#### [EXERCISE SET]
a - Using the piece on Art Shay, answer each question below.
(i) How many years was Art Shay married to Florence?
(ii) What was the name of the store Florence ran, and where was it?
(iii) In what year did Eleanor Roosevelt visit Deerfield?
b - Rewrite the piece on Art Shay from "For nearly 70" to "Life, and Chicago.", swapping "camera" for "Leica".
c - Write the next part of the piece on Art Shay, picking up after its final sentence.

#### [TEXT PASSAGE]

******

Life Through a Leica

For nearly 70 years, Art Shay kept two things by his side: The love of his life, Florence, and a camera.

Over his long career, the renowned photojournalist Art Shay, 91, has taken thousands of photographs of kings, presidents, Hollywood celebs, and sports stars—chronicling people’s lives and news stories all over the world for such magazines as Time, Life, and Chicago.

But his favorite subject of all was his wife of 67 years, Florence. Sometimes Florence would be the focal point of his photos—front and center, smiling, dancing, or reading. (She ran Titles, a rare-book store in Highland Park.) Other times she’d show up, Waldo-like, somewhere in the shot. Recently, when Shay was culling through his vast collection of prints and negatives, searching for photographs of Eleanor Roosevelt’s visit to Deerfield in 1961 in support of the fair-housing protests, he found one negative with a smiling Florence in the background over the former First Lady’s shoulder. “I knew she was there, but I didn’t know she was in the picture,” he says.

******

#### [STUDY MATERIAL]
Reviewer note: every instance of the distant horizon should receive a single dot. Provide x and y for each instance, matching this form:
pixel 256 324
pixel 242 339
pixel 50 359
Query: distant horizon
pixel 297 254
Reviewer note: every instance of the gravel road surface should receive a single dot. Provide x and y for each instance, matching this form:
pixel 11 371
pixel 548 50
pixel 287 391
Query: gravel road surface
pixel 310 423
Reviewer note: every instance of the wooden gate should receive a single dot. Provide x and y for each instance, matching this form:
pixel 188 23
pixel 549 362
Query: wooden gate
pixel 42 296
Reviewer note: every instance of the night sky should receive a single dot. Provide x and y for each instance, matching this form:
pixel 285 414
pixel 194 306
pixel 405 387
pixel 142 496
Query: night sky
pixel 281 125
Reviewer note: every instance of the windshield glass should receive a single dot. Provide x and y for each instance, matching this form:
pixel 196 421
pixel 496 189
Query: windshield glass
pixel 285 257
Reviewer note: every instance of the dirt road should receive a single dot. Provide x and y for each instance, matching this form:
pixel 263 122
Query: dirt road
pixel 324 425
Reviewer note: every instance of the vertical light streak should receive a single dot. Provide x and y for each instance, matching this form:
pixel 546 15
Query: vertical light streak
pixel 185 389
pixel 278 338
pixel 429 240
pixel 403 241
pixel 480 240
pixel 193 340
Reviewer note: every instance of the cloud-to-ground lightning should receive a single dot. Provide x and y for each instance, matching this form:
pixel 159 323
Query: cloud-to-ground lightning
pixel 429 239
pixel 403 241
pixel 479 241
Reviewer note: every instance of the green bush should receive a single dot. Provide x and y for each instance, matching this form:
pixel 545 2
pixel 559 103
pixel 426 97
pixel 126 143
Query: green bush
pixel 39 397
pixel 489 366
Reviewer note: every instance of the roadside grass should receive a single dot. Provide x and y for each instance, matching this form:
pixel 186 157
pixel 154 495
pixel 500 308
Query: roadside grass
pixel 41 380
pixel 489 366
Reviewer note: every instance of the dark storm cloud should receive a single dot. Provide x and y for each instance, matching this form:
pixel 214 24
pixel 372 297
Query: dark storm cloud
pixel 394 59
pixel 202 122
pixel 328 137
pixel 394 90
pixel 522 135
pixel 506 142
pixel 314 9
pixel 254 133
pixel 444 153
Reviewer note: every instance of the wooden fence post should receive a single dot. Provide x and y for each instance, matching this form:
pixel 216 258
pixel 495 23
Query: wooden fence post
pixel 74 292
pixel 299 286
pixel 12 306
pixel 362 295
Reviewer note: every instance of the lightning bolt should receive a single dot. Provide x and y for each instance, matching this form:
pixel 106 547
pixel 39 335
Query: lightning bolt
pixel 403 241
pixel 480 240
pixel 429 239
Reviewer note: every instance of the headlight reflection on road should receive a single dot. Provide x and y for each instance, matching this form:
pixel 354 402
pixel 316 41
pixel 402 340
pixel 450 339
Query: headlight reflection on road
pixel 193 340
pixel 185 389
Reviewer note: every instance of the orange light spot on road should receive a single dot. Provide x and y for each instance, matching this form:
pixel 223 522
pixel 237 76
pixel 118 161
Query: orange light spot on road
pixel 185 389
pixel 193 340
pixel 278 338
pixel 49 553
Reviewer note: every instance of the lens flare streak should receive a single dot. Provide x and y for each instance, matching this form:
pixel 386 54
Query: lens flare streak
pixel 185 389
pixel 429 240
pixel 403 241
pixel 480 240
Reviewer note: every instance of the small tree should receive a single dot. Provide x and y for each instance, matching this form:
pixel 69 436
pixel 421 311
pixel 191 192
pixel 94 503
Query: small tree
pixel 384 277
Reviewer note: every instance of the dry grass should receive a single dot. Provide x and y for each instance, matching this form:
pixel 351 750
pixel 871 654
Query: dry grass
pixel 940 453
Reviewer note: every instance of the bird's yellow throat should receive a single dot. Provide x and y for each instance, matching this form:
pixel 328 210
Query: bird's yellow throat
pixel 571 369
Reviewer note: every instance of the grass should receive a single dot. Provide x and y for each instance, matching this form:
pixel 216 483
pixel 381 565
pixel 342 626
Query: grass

******

#### [ANSWER LIST]
a -
(i) 67 years
(ii) Titles, a rare-book store in Highland Park
(iii) 1961

b -
For nearly 70 years, Art Shay kept two things by his side: The love of his life, Florence, and a Leica.

Over his long career, the renowned photojournalist Art Shay, 91, has taken thousands of photographs of kings, presidents, Hollywood celebs, and sports stars—chronicling people’s lives and news stories all over the world for such magazines as Time, Life, and Chicago.

c -
Beginning on January 20 at the library at Columbia College, that shot and dozens more will be on display as part of My Florence, Shay’s homage to his wife, who died of ovarian cancer in August 2012. (The 17 photos included here are part of the show, which is being presented by Columbia’s Museum of Contemporary Photography.) The exhibition, says the writer Thomas Dyja in his commentary for the show, “is about more than Florence Shay. In documenting his wife’s existence, an accretion of moments—a few remembered, many lost—Art Shay, in sharing his bittersweet loss, somehow enhances our own existence.”